- Directions
Pull out each line of the records that contains the string "target", matching its case exactly.

[Annotation records]
[BEGIN]

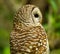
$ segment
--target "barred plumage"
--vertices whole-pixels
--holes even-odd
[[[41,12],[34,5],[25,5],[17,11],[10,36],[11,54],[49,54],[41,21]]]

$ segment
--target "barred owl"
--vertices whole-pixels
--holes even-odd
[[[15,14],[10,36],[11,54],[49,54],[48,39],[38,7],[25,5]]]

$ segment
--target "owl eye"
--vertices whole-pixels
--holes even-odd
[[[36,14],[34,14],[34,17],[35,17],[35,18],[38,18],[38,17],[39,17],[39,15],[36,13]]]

[END]
[BEGIN]

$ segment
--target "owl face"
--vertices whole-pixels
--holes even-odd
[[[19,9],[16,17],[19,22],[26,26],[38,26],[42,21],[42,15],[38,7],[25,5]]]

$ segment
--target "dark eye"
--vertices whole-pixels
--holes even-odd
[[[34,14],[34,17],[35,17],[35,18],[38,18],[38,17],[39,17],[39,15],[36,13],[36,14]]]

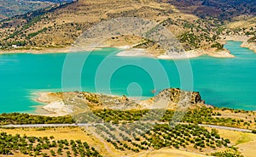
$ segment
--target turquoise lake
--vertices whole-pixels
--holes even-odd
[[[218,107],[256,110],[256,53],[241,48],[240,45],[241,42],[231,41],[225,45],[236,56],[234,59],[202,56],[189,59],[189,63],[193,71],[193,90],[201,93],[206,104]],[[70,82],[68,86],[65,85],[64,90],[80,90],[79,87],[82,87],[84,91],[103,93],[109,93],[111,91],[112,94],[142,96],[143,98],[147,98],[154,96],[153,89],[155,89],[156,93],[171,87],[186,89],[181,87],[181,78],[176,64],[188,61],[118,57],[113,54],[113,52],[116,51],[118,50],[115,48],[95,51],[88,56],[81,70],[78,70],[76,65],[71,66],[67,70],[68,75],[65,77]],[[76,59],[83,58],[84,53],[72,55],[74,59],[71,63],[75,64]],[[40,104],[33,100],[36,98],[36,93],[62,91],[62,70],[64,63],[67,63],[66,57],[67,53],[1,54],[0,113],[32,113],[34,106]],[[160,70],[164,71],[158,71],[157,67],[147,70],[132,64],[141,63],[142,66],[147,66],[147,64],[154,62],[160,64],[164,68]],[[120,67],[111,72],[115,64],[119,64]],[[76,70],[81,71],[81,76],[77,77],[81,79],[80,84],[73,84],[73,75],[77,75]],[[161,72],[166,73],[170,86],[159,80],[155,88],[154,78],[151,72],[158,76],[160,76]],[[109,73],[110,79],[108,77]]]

[END]

- Correct output
--target "barred plumage"
--target "barred owl"
--target "owl eye"
--target "owl face"
--target "dark eye"
--target turquoise lake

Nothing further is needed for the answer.